__Document__
+--
• Are varying standards and long sale cycles scaring investors away from a sector with a strong upside?

Electrical grids will need at least $14trn investment by 2050

With varying degrees globally, electrical grids are under increasing stress. Renewables, which are non-synchronous power sources, are causing low stability on the grids. Furthermore, increasing electrifications of adjacent sectors e.g., transportation (EVs), heating (heat pumps) is decreasing the overall visibility of the grid system (as more decentralized generations and consumptions will occur). This leads to a heightened frequency of system risks such as power outages resulting from imbalances between electricity generation and consumption. Moreover, more decentralized energy system means that power quality would become hard to manage and grid congestion would occur more frequently, resulting in e.g., curtailment of renewable energy.

These issues faced by grid operators will become more prominent in the future with increasing distributed energy resources such as 8,500 GWp of PV capacity and 6,000 GWp of onshore and offshore wind capacity that will be installed, and 700 million electric vehicles on the road globally by 2050. With these rapid developments expected in the energy system, meeting grid stability requirements (e.g., frequency level) becomes more challenging putting increasing pressure on grid operators to take prompt measures to prevent potential grid system failures.

Significant investments are required to transform the current grid infrastructure for our changing energy system. Globally, about $300b was invested in electrical grids in 2021, with at least $14trn needed cumulatively by 2050.

“For start-ups to achieve successful financing or for investors to make successful investment, it is crucial to understand the overall market dynamics, trends, as well as investors’ general concerns and appetites.”

Grid operators adopting smart grid technologies at an accelerated pace

Depending on the applicable voltage levels of grids that they are operating, grid operators have different pain points and strategies to solve them:

Transmission operators (TSOs): TSOs are responsible for the high-voltage transmission system and one of their primary tasks is maintaining the grid’s frequency at a stable level. With increasing non-synchronous generation (i.e., renewables), TSOs are primarily focused on the grid impact of the related loss of inertia, i.e., how fast grid frequency changes with varying demand and supply. Stabilization of inertia level is achieved via curtailment of renewable energy, dispatching conventional power plants as well as by using balancing services – all leading to increasing costs.

Distribution operators (DSOs): DSOs, on the other hand, are responsible for mid- and low-voltage grids. Their main concern is voltage stability. Thus, with more renewables deployed, DSOs focus on the loss of system strength, i.e., how fast grid voltage changes alongside changes in demand and supply. To ensure a level of system strength complying with operation regulations, DSOs have traditionally invested into infrastructure, e.g., replacement of power lines and increased short circuit protection.

As our energy system is changing rapidly, grid operators can no longer solely rely on traditional measures i.e., grid reinforcement, which are costly and take too long to implement. Thus, they are increasingly turning to investments in smart grid solutions along with grid reinforcement, which enables digitalization of grids via monitoring and analyzing key parameters such as inertia, voltage change, power quality and control them to stabilize the system. Various hardware and software smart grid packages allow more cost-effective, reliable, and secure operations of grids.

Apricum Smart Grid

The acceleration towards smart grid solutions has been displayed through recent efforts by various industry players and start-up funding activities.
+--
__Given information__
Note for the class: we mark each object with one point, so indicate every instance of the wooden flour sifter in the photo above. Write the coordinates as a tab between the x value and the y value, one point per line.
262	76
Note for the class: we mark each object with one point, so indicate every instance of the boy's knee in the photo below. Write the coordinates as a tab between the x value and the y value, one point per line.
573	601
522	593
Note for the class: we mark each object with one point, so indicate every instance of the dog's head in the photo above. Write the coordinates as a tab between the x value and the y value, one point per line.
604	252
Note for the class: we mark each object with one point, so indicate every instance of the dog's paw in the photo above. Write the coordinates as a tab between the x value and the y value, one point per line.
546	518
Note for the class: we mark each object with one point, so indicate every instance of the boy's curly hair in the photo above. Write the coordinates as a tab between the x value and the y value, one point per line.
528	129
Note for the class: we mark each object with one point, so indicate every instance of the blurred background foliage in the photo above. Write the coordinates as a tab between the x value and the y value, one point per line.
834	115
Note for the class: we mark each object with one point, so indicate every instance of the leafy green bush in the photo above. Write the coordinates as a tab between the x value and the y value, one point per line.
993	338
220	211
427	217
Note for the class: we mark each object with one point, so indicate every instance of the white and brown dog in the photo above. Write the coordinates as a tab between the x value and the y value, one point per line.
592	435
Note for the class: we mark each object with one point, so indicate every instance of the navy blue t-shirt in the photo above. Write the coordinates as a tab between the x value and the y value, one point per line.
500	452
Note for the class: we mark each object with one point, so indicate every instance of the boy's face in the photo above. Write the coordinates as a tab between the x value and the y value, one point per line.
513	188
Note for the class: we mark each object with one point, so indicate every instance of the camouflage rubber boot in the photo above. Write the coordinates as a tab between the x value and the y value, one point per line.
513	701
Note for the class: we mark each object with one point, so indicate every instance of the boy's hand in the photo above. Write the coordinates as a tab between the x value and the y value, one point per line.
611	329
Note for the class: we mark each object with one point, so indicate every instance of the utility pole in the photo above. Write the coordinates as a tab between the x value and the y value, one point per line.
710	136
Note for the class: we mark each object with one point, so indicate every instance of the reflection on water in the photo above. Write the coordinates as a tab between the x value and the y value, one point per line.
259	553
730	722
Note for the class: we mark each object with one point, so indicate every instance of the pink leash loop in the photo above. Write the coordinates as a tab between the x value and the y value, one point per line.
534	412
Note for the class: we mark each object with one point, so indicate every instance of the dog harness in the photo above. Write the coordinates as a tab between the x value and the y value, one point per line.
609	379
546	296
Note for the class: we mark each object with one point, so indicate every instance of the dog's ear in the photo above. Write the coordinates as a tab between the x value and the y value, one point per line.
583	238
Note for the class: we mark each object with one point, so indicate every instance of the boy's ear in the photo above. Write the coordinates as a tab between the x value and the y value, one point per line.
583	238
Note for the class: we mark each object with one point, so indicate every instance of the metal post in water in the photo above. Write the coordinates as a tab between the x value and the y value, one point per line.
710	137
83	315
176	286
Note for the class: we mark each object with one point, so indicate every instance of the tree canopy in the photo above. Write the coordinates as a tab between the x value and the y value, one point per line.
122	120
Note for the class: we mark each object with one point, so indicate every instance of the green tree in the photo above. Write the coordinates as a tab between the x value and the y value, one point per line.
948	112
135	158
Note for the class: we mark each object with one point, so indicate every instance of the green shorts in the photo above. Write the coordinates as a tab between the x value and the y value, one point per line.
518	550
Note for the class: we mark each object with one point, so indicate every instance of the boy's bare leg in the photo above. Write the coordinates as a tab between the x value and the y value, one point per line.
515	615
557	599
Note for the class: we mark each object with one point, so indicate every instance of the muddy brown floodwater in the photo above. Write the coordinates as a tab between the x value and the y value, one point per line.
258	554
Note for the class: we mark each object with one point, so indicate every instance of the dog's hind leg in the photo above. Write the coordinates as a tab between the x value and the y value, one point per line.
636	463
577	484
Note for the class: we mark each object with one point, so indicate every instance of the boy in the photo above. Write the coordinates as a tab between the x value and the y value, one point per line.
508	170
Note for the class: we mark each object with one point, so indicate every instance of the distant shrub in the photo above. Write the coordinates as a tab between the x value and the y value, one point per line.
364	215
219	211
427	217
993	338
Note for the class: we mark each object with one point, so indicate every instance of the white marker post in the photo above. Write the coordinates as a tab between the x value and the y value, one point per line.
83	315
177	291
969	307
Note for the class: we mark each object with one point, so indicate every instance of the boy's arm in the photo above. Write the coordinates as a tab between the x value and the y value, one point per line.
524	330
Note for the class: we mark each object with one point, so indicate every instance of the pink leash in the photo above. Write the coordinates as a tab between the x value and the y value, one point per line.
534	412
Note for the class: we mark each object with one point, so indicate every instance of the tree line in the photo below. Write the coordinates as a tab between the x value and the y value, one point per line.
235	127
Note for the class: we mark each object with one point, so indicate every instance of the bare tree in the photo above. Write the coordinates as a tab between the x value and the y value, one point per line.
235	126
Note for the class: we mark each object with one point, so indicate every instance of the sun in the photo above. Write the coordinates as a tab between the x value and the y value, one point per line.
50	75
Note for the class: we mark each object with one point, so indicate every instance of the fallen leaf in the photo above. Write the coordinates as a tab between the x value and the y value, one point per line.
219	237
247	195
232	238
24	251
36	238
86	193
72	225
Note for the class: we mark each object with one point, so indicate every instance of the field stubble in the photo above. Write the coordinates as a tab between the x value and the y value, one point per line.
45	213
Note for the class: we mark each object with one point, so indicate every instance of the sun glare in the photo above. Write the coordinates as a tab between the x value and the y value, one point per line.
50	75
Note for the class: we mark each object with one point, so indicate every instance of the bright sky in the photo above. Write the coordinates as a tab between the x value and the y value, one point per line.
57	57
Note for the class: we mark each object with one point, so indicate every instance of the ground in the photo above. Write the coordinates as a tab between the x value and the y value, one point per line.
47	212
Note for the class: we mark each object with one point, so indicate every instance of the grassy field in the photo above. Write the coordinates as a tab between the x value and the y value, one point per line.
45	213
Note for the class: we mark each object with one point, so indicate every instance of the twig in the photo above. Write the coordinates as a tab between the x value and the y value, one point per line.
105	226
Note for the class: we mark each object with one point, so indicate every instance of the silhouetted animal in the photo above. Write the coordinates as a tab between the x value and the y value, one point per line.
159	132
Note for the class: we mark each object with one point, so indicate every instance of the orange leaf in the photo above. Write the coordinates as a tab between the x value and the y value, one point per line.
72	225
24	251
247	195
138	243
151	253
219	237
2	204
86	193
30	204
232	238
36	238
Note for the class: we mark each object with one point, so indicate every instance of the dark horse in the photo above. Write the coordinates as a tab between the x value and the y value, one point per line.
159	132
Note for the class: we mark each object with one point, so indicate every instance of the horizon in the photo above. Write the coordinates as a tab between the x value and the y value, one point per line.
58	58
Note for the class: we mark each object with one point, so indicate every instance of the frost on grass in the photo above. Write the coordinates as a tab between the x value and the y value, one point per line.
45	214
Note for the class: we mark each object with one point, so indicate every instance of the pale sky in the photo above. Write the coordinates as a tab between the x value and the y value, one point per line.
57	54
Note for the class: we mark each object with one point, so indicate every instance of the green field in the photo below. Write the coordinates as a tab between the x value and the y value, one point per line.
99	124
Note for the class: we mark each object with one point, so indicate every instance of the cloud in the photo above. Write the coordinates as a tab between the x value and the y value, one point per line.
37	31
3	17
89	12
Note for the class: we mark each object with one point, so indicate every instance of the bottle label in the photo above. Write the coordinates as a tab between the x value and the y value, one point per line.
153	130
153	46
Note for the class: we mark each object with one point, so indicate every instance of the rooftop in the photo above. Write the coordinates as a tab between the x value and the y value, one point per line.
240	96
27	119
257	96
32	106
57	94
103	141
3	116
+--
__What is being asked__
Rewrite the passage of the electrical grids text starting with "As our energy" and going on through "operations of grids.", swapping "grid reinforcement" for "grid expansion".

__Task output__
As our energy system is changing rapidly, grid operators can no longer solely rely on traditional measures i.e., grid expansion, which are costly and take too long to implement. Thus, they are increasingly turning to investments in smart grid solutions along with grid expansion, which enables digitalization of grids via monitoring and analyzing key parameters such as inertia, voltage change, power quality and control them to stabilize the system. Various hardware and software smart grid packages allow more cost-effective, reliable, and secure operations of grids.